# Exercise brief:
What follows is a set of records. Repeat every one of them exactly.

# Given records:
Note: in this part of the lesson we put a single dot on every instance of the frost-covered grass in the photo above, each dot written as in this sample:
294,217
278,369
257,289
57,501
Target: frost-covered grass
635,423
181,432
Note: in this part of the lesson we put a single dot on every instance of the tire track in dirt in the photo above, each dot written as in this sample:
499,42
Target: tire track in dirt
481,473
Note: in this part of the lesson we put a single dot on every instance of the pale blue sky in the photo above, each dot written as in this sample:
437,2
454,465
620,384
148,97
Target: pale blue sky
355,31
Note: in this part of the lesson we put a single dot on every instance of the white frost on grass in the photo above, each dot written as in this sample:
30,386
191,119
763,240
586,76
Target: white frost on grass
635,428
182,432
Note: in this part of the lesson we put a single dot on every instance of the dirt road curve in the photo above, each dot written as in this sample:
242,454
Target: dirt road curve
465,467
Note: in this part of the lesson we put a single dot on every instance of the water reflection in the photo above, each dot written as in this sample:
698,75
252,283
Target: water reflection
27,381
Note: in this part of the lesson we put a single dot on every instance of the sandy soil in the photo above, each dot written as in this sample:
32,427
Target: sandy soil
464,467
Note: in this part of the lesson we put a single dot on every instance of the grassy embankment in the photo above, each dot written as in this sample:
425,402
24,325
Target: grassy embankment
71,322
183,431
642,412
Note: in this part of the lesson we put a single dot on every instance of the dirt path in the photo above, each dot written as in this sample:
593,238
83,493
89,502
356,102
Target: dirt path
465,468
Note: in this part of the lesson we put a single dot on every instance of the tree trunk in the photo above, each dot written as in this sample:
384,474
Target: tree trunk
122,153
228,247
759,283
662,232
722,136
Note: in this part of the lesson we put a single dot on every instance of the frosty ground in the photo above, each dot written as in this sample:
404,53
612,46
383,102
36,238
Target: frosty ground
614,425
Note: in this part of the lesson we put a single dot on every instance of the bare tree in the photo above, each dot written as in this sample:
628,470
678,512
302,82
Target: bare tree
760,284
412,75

# Answer for the task:
Note: in this part of the lesson we put a single dot on every instance of the frost-covered grass in the photo above, each dot written as in this sample:
294,217
278,369
257,289
57,501
Target: frost-covered grass
635,423
181,432
Note: in this part of the lesson we put a single dot on every instance of the tire track in dirt in the photo above, each dot written as in this sample:
499,42
Target: tire track in dirt
481,473
Note: in this part of the lesson we put a single dot on every instance of the pale blue sky in the photo above, each dot written as in this sample:
437,2
454,465
620,384
148,97
Target: pale blue sky
355,31
Note: in this part of the lesson we put a single dot on every instance of the white frost on grass in the photo above, each dot written as in this sample:
30,386
191,119
763,240
586,76
Target: white frost on grass
635,428
182,432
Note: in this part of the lesson we put a single dot on every instance of the dirt road curve in the photo above, each dot written as in this sample:
242,454
Target: dirt road curve
465,467
Note: in this part of the lesson we put a single dot on every instance of the water reflection in the photo above, each dot written as in this sample:
698,75
252,283
Target: water reflection
27,381
Note: in this part of the lesson we put a single dot on every instance of the sandy soil in the photo above, each dot written as in this sample:
32,427
Target: sandy soil
464,467
Note: in this part of the lesson we put a single dot on every instance of the grassy embankment in the photo above, each dot written as in this sample:
425,402
24,325
Target: grassy embankment
71,322
183,431
642,412
Note: in this part of the lesson we put a single dot on every instance of the dirt path in the photo above, each dot written as in this sample:
593,238
83,493
89,502
356,102
Target: dirt path
465,468
Note: in this part of the lesson we put a single dot on every instance of the tree trunk in the photo above, each dot written as in this sample:
384,474
Target: tree trunk
122,153
228,247
759,283
662,232
722,136
Note: in this part of the lesson we put a single dot on every instance of the frosty ground in the photo above, each dot written as in this sample:
404,53
612,46
383,102
36,238
Target: frosty ground
614,425
Note: in this part of the lesson we put a single dot on every instance of the bare tree in the photo above, each dot written as in this sample:
628,470
678,512
302,82
Target: bare tree
760,284
412,75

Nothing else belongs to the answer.